-- begin Given text --

Correct typo my post and clarify my point once and for all.
Change:
P( SPF_result @ Domain ) != SPF_result+Domain
To:
P( SPF_result @ Domain ) != P( SPF_result+Domain )
Per Mengs criteria for limiting post volume, yes I do think there is a general
misunderstanding on this list about using SPF in Bayesian, at least all but
Matthew who posted to this thread (can not speak for the lurkers obviously).
So I do feel I must correct this misdirection. Please do not be angry at me
*personally* for sharing my opposite analysis. I can choose not to contribute
and I am very close to that decision. Hooray!
What does this mean and why does it mean Stuart's (and probably many others)
use of Bayesian is to some degree less accurate than it could be? For example,
say the e-mail headers he feeds into Bayesian are (as he has claimed):
From:...Domain...
[...]
Received-SPF:Domain+SPF_result
Received-SPF:SPF_result
From his posts, we see that "Received-SPF:NEUTRAL" has 0.89 Bayesian
probability to be spam. And we see that his Bayesian tokenizer is stemming
only adjacent "words" (tokens), i.e. it is doing bi-gram token analysis which
is better than any bayesian which does not do bi-grams, but it is not n-gram
correlation, lest his 100 Megs bayesian storage would be terabytes.

-- end Given text --
-- begin Supplied entries --

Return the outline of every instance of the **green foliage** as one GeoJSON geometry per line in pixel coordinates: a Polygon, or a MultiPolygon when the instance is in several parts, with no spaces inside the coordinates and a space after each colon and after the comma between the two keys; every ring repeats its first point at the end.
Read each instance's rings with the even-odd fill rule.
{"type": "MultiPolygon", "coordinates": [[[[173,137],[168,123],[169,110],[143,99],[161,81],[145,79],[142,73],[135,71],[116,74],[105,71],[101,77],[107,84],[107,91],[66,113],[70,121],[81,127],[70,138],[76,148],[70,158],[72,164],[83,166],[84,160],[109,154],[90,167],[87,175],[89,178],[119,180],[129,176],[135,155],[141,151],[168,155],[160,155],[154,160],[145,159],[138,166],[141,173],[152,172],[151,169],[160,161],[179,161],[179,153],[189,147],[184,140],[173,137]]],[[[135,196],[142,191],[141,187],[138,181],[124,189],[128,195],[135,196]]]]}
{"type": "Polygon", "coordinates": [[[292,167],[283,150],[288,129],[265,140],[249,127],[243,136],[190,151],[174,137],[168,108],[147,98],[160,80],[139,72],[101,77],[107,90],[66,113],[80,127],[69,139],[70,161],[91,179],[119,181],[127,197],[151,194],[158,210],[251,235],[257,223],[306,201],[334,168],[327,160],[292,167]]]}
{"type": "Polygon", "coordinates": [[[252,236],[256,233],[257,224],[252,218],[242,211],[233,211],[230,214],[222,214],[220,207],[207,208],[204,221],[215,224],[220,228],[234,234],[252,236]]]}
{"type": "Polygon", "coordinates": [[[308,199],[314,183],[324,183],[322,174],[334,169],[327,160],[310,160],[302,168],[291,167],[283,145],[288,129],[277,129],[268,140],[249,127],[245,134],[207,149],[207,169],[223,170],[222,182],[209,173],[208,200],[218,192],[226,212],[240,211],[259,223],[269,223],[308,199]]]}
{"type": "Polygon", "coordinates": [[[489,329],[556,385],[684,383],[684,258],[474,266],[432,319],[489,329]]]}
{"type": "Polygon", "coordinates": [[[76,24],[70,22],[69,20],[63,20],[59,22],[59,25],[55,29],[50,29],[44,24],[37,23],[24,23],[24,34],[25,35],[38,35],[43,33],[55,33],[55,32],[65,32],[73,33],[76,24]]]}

-- end Supplied entries --
-- begin Supplied entries --

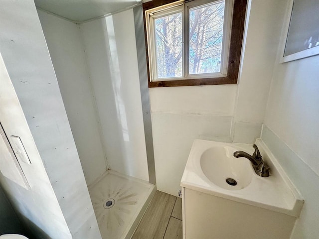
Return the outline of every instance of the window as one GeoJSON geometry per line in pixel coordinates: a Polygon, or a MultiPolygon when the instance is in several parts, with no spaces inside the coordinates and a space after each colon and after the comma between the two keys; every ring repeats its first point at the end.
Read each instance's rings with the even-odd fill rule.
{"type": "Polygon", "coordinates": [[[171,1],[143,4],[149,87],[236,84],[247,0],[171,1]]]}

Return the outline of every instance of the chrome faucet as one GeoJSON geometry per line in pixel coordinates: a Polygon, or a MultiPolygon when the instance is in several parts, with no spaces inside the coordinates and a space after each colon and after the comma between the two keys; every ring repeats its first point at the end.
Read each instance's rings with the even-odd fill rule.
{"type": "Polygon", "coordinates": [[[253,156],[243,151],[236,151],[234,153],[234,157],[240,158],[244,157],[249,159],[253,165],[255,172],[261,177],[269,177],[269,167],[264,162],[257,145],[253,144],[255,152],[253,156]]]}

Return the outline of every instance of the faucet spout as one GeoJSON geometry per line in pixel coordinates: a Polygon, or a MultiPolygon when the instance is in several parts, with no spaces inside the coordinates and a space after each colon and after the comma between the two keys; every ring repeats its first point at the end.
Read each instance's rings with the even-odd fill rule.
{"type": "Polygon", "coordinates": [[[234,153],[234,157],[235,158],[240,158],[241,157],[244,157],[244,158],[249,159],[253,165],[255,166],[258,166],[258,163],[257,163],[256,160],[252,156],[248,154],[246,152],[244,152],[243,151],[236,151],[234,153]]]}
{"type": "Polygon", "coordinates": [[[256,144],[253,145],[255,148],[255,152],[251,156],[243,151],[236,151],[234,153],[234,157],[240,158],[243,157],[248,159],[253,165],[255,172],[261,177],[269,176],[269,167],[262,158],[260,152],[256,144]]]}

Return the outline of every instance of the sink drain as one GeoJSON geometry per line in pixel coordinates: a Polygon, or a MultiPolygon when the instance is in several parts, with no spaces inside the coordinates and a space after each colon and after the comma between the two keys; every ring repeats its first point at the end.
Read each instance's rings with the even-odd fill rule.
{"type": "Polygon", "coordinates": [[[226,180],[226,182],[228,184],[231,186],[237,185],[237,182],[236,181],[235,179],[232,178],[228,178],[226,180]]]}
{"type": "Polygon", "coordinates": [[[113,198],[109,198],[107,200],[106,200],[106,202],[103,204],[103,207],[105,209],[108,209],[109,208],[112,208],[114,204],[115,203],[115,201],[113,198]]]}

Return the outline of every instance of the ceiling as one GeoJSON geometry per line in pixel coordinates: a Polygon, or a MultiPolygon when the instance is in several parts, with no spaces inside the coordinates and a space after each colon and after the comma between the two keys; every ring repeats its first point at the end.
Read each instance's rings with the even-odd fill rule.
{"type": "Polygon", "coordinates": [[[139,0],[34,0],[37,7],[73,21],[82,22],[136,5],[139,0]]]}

-- end Supplied entries --
-- begin Supplied entries --

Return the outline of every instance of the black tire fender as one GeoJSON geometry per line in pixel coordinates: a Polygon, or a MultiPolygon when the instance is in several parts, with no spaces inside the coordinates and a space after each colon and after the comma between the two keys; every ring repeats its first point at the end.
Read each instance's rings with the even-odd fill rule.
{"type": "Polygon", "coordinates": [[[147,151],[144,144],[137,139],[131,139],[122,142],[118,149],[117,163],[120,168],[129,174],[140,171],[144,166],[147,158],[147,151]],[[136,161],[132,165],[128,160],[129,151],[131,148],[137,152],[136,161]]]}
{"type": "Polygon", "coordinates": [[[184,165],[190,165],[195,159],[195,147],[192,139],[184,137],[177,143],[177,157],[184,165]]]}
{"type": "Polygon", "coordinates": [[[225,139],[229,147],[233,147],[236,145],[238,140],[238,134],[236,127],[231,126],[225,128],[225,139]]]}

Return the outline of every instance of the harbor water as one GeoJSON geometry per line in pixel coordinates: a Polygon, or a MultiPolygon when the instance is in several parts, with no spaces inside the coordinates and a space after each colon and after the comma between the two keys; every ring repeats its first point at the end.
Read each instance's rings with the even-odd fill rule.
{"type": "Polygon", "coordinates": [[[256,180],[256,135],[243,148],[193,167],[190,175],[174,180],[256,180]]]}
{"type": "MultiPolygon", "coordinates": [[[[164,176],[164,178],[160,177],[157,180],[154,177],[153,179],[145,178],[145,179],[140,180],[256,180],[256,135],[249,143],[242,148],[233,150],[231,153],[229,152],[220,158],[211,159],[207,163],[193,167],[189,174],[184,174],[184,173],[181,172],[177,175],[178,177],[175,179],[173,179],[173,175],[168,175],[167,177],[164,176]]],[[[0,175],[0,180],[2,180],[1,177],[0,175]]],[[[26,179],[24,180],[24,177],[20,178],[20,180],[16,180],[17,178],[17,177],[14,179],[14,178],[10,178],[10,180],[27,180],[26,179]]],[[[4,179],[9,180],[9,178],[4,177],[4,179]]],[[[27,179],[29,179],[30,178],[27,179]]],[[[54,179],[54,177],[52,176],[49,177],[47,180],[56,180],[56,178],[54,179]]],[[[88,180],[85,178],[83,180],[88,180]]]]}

-- end Supplied entries --

▸ Problem 1: Reproduce the passage of the post on SPF results in Bayesian filtering that starts at "Correct typo my" and ends at "that decision. Hooray!".
▸ Problem 2: Resume the post on SPF results in Bayesian filtering from its final sentence.

▸ Response 1:
Correct typo my post and clarify my point once and for all.
Change:
P( SPF_result @ Domain ) != SPF_result+Domain
To:
P( SPF_result @ Domain ) != P( SPF_result+Domain )
Per Mengs criteria for limiting post volume, yes I do think there is a general
misunderstanding on this list about using SPF in Bayesian, at least all but
Matthew who posted to this thread (can not speak for the lurkers obviously).
So I do feel I must correct this misdirection. Please do not be angry at me
*personally* for sharing my opposite analysis. I can choose not to contribute
and I am very close to that decision. Hooray!

▸ Response 2:
So if Seth will query his 100 Megs database for all P( Domain+SPF_result ), he
will see they are not equal to:
P( Domain ) * P( SPF_result ) / [P( Domain ) * P( SPF_result ) + (1 - P( Domain
)) * (1 - P( SPF_result ))]
Thus, the Bayesian classifier is going to combine the following 3 probabilities:
P( Domain ) = a
P( SPF_result ) = b
P( Domain+SPF_result ) = c
As:
P( a @ b @ c ) = abc / (abc - (1 - a)(1 - b)(1 - c)), as quoted from Paul
Graham's web site
This will be inaccurate, because P( SPF_result ) and P( Domain ) are correlated
already in P( Domain+SPF_result ) (evident by the fact they are not equal as
explained above), and thus you are assigning probabilities into the naive
classifier under the assumption they are not correlated. Even Paul Graham
admits this assumption on his web site.
So what does this inaccuracy do?
(1) Take an example (insert any numbers you wish even though I estimated these
for a real case for AOL based on AccuSpam and Stuart's posted data). Say the
actual probabilities are:
P( Domain ) = 0.58
P( NEUTRAL ) = 0.89
P( Domain+NEUTRAL ) = 0.91
So Stuart's use of Bayesian will get a probability of spam (for this SPF and
Domain portion of the Bayesian data) of:
0.58 * 0.89 * 0.91 / [0.58 * 0.89 * 0.91 - (1 - 0.58)(1 - 0.89)(1 - 0.91)] =
0.998 (1 in 500 chance to be spam) = 0.991 (1 in 113 chance to be spam)
But the actual probability is only = 0.91 (1 in 11 chance to be spam)
Thus you can see that AOL's false positives have increased by a factor of 10.
Note this calculation will get more skewed as P( Domain ) increases for AOL,
which is bound to happen in future as forgery increases.
(2) Stuart can mitigate the above problem by removing the following header from
his input to *naive*-Bayesian. This is simply because as proved above, his
naive classified is assuming that input tokens are not correlated. He voilates
that assumption, then he gets inaccurate result:
Received-SPF:SPF_result
(3) More importantly, for less popular domains that Stuart's classifier has not
yet seen several times, Stuart will see that he has a no P( Domain+NEUTRAL )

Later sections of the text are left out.